**ABOUT THIS EXERCISE**: Your job is to reproduce all of the data exactly.

**DATA**:
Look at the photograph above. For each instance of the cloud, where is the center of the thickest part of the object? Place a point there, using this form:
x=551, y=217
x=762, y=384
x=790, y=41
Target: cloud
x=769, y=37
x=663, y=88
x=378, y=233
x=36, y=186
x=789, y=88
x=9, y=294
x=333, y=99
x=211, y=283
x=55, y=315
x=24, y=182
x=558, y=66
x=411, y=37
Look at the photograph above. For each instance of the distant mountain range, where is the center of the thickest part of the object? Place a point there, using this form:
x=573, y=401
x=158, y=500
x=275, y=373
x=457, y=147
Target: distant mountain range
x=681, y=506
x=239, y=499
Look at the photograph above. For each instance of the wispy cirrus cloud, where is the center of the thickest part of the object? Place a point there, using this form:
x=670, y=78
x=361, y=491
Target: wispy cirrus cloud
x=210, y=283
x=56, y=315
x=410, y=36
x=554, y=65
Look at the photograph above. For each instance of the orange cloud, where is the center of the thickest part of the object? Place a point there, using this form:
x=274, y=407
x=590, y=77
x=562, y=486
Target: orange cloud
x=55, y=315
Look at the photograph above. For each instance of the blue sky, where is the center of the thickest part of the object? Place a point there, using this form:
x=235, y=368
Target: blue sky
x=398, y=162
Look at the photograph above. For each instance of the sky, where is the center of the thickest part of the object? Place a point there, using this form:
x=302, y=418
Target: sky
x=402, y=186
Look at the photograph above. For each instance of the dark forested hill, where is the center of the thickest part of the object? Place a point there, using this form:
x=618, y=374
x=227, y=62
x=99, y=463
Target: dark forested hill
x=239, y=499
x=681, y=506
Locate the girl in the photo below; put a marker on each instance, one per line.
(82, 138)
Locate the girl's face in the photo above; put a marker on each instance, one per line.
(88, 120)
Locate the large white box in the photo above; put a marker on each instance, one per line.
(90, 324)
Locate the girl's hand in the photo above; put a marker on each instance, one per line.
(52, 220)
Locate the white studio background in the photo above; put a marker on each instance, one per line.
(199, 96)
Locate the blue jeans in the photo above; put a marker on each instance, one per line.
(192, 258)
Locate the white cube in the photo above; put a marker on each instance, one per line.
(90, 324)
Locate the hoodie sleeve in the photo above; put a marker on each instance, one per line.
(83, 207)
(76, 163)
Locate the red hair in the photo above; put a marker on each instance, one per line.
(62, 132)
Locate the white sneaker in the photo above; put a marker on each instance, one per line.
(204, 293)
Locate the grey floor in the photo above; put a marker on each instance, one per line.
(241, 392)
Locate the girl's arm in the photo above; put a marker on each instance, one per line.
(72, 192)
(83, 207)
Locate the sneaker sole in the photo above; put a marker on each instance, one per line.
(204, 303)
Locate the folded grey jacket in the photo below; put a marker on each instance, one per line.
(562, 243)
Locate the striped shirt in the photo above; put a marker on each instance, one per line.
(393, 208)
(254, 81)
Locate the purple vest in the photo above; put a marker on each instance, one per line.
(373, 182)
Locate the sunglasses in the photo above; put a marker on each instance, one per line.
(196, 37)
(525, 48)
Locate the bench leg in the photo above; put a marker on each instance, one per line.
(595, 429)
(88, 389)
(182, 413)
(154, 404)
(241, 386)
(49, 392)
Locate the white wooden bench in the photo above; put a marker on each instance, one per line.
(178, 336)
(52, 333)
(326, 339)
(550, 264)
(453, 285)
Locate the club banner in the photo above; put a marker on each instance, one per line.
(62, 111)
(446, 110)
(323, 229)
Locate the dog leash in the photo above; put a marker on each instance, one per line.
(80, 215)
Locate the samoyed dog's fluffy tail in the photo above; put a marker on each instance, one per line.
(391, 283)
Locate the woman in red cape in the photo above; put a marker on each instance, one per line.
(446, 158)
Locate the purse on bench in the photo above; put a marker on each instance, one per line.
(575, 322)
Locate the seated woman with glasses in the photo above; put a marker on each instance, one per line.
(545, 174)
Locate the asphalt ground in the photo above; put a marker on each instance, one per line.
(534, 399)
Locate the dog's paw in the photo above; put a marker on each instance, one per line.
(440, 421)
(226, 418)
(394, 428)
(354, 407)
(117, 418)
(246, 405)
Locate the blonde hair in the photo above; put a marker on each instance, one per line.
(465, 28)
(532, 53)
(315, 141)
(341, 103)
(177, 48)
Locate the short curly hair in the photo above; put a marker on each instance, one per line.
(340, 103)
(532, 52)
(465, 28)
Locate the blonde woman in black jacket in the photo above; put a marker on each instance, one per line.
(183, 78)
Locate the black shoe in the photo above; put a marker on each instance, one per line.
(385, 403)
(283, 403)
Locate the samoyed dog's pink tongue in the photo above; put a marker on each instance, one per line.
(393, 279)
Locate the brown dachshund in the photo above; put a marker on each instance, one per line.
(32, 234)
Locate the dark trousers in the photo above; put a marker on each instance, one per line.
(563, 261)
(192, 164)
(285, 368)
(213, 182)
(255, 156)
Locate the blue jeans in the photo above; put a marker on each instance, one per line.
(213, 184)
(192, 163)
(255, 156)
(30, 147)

**EXERCISE RESPONSE**:
Look at the photograph above. For each instance of the cloud, where is the center of the thickest part of the object? Place a point there, using this form:
x=551, y=217
x=762, y=384
x=790, y=41
Target: cloud
x=769, y=37
x=663, y=88
x=378, y=233
x=36, y=186
x=789, y=88
x=9, y=294
x=333, y=99
x=211, y=283
x=55, y=315
x=24, y=182
x=558, y=66
x=411, y=37
Look at the photograph above. For each instance of the distant mountain range, where is the center of the thickest part of the object? Place a point there, using this form:
x=573, y=401
x=158, y=500
x=275, y=373
x=457, y=147
Target: distant mountain range
x=681, y=506
x=239, y=499
Look at the photograph above. For each instance of the wispy cirrus cloud, where is the center of the thickest part of the object? Place a point there, using this form:
x=670, y=78
x=361, y=491
Target: wispy cirrus cloud
x=210, y=283
x=56, y=315
x=410, y=36
x=554, y=65
Look at the photograph above. For each instance of the orange cloud, where is the center of the thickest part of the object? Place a point there, using this form:
x=274, y=407
x=590, y=77
x=562, y=486
Target: orange cloud
x=55, y=315
Look at the photograph above. For each instance of the blue sky, where is the center of the thickest part of the object? Place a point there, using this form:
x=235, y=368
Target: blue sky
x=398, y=162
Look at the photograph above. For each instance of the sky, where is the center of the thickest part of the object? Place a point there, using this form:
x=302, y=418
Target: sky
x=402, y=186
Look at the photograph above. For each instance of the dark forested hill, where is the center of the thickest part of the object? Place a point there, using this form:
x=618, y=374
x=227, y=62
x=99, y=463
Target: dark forested hill
x=239, y=499
x=681, y=506
Locate the girl in the photo below; put a marker on each instance, one per line.
(82, 138)
Locate the girl's face in the photo above; put a marker on each instance, one per line.
(88, 120)
Locate the large white box in the photo above; put a marker on each instance, one per line.
(90, 324)
Locate the girl's hand in the photo above; put a marker on each instance, one per line.
(52, 220)
Locate the white studio background in the photo above; put a marker on each instance, one per line.
(199, 96)
Locate the blue jeans in the photo above; put a marker on each instance, one per line.
(192, 258)
Locate the white cube in the photo above; put a marker on each instance, one per line.
(90, 324)
Locate the hoodie sleeve in the photo above; put a marker on each instance, one per line.
(83, 207)
(76, 163)
Locate the red hair in the photo above; put a marker on each instance, one per line.
(62, 132)
Locate the white sneaker in the photo above; put a marker on each instance, one per line.
(204, 293)
Locate the grey floor in the photo above; put a marker on each instance, one per line.
(241, 392)
Locate the girl's arm in the photo above; put a marker on each instance, one per line.
(72, 192)
(83, 207)
Locate the sneaker sole in the photo above; put a marker on each instance, one per line.
(204, 303)
Locate the folded grey jacket in the photo below; put a marker on each instance, one per line.
(562, 243)
Locate the striped shirt in the photo above; put a marker on each instance, one per line.
(393, 208)
(254, 81)
Locate the purple vest in the photo above; put a marker on each instance, one per line.
(373, 182)
Locate the sunglasses in the photo above; put a marker on each instance, one per line.
(196, 37)
(525, 48)
Locate the bench leg in the photo above; put a marker on each instance, one per line.
(595, 429)
(88, 389)
(182, 413)
(154, 404)
(241, 386)
(49, 392)
Locate the white wooden bench in the photo above; put a marker on each instance, one per line.
(178, 336)
(52, 333)
(326, 339)
(550, 264)
(453, 285)
Locate the club banner in the photo above; put a marker on each instance, one per line.
(62, 111)
(446, 110)
(323, 229)
Locate the dog leash in the photo above; put a marker on each instance, one per line.
(80, 215)
Locate the samoyed dog's fluffy tail in the photo above; put a marker on each instance, one per line.
(391, 283)
Locate the woman in red cape in the photo above; put a marker on each instance, one per line.
(446, 158)
Locate the purse on bench in the photo above; put a marker on each instance, one per line.
(575, 322)
Locate the seated woman with glasses in the photo above; put a marker on each instance, one per line.
(545, 174)
Locate the asphalt ground in the photo above; put a marker on each instance, one per line.
(534, 399)
Locate the dog's paw in the photo above; put a marker on each instance, one per line.
(440, 421)
(226, 418)
(394, 428)
(354, 407)
(117, 418)
(246, 405)
Locate the blonde hair in the photo above; put a marker on each instance, one per line.
(465, 28)
(532, 53)
(315, 141)
(341, 103)
(177, 48)
Locate the short curly hair in the photo above; put a marker on each instance, one per line.
(340, 103)
(532, 52)
(465, 28)
Locate the blonde woman in black jacket in the photo above; put a marker on each instance, one per line.
(183, 78)
Locate the black shoe in the photo above; put a marker on each instance, one per line.
(385, 403)
(283, 403)
Locate the samoyed dog's pink tongue in the photo above; put a marker on each instance, one per line.
(393, 279)
Locate the brown dachshund in the photo above; put a marker on each instance, one per line.
(32, 234)
Locate the dark trousers in the photo above; put a marker on each instance, one per line.
(563, 261)
(192, 164)
(285, 368)
(213, 182)
(255, 156)
Locate the blue jeans in the photo above; put a marker on each instance, one per line.
(213, 184)
(192, 163)
(255, 156)
(30, 147)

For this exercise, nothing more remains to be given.